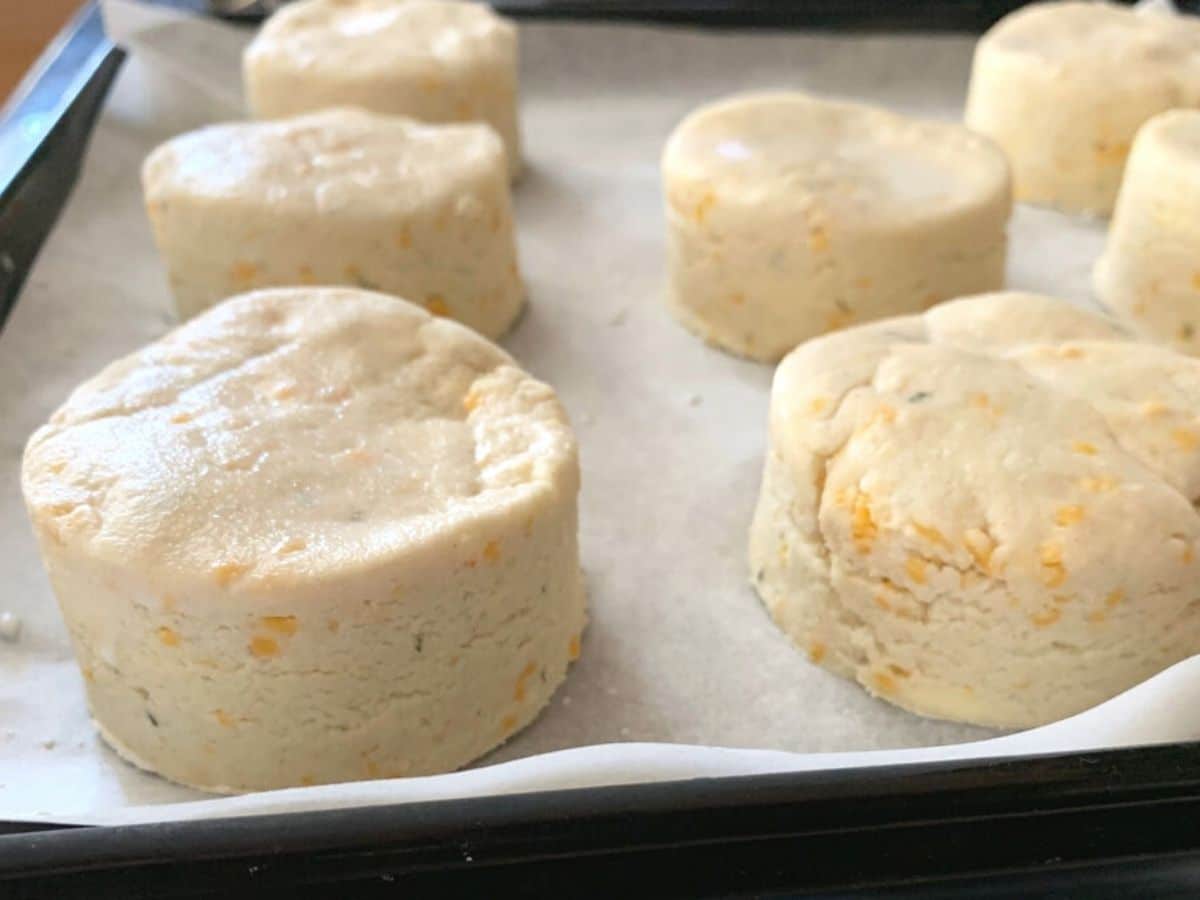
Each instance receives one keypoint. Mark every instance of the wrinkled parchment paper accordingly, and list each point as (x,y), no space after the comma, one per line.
(671,432)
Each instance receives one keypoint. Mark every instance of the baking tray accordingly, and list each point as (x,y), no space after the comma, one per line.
(1091,823)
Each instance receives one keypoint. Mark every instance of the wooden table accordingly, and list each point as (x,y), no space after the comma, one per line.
(25,28)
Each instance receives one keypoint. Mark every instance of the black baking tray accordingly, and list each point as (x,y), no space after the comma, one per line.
(1092,825)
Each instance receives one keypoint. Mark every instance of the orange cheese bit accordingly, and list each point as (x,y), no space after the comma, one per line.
(703,207)
(883,683)
(243,273)
(1068,515)
(1054,571)
(1186,438)
(981,546)
(863,527)
(437,305)
(930,534)
(1047,617)
(1111,154)
(916,569)
(280,624)
(263,647)
(519,691)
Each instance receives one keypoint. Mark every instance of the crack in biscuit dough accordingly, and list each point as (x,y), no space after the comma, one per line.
(985,513)
(311,528)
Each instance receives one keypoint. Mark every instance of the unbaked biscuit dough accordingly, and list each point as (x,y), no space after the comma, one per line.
(790,216)
(339,197)
(1150,273)
(427,59)
(984,513)
(1063,88)
(312,535)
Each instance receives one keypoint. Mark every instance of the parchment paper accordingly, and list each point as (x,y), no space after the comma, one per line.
(671,431)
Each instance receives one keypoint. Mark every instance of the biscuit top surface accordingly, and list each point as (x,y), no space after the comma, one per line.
(792,151)
(291,433)
(359,37)
(335,160)
(1098,35)
(1006,435)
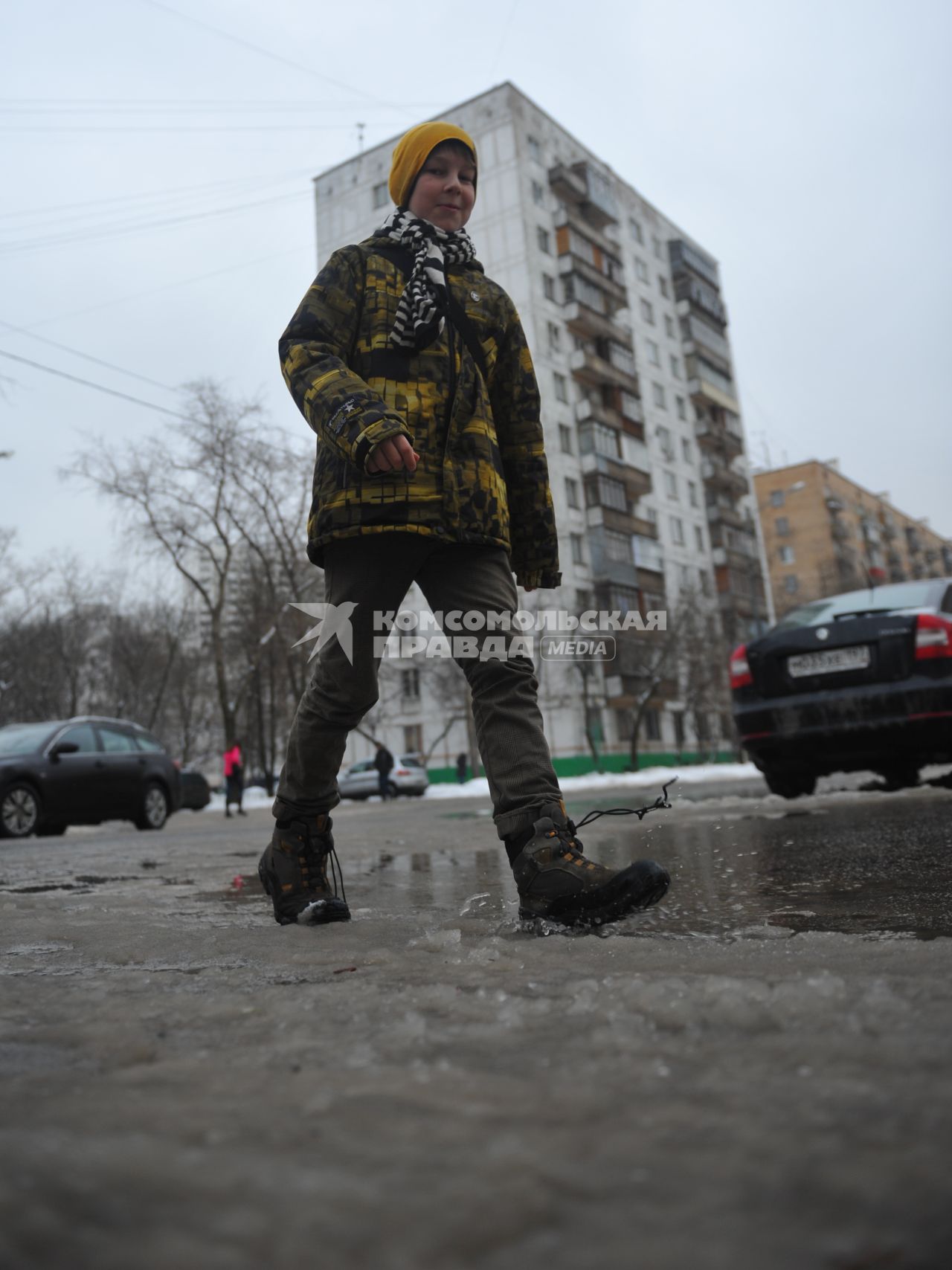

• Directions for this task
Restate all of the material word for word, leaving every picture out.

• Solved exercise
Each instance receives one keypoint. Mark every instance of the wrinkled parchment paper accordingly, and list each point as (x,y), no space after the comma, one per line.
(671,432)
Each instance receives one keypoint. Mark every instance of the baking tray accordingly, and list each point as (x,y), no space after the comma, one per line.
(1091,823)
Each instance receives one keypoint. Mark every instance of the wooden table accordingly, and list each point as (x,y), no space after the comma, one per line.
(25,28)
Each instance receives one keypoint. Mark every instance of the black baking tray accordingly, and list each point as (x,y), no space after the comma, one per line.
(1092,825)
Each instance receives one keypoint. Mark every instance of the orange cheese bit accordingly, and list each point as (x,y), no space after the comma, one per line.
(703,207)
(883,683)
(243,273)
(1068,515)
(1054,571)
(1186,438)
(981,546)
(863,527)
(437,305)
(930,534)
(1047,617)
(1111,154)
(916,569)
(280,624)
(263,647)
(519,691)
Each instance receives one keypoint. Mark every instance of the crack in biscuit dough accordingly, and list each point as (x,y), no space after the comma, one per line.
(985,513)
(311,528)
Each instance receives one keypoint. Mark every instance of the unbaked biscuit dough accordingly, and list each point as (x,y), no space after the comma, one per line.
(790,216)
(339,197)
(1150,273)
(427,59)
(984,513)
(1063,88)
(312,535)
Each instance receives one keypoint. Mark every instance of the parchment paper accordingly, and list each point as (x,y), no space after the comma, one per line.
(671,431)
Each instance receives one keypoint. Mark every instance of the biscuit top surface accordingly, and list each point as (x,y), no space after the comma, one per line.
(792,151)
(291,433)
(359,37)
(335,160)
(1098,35)
(1006,435)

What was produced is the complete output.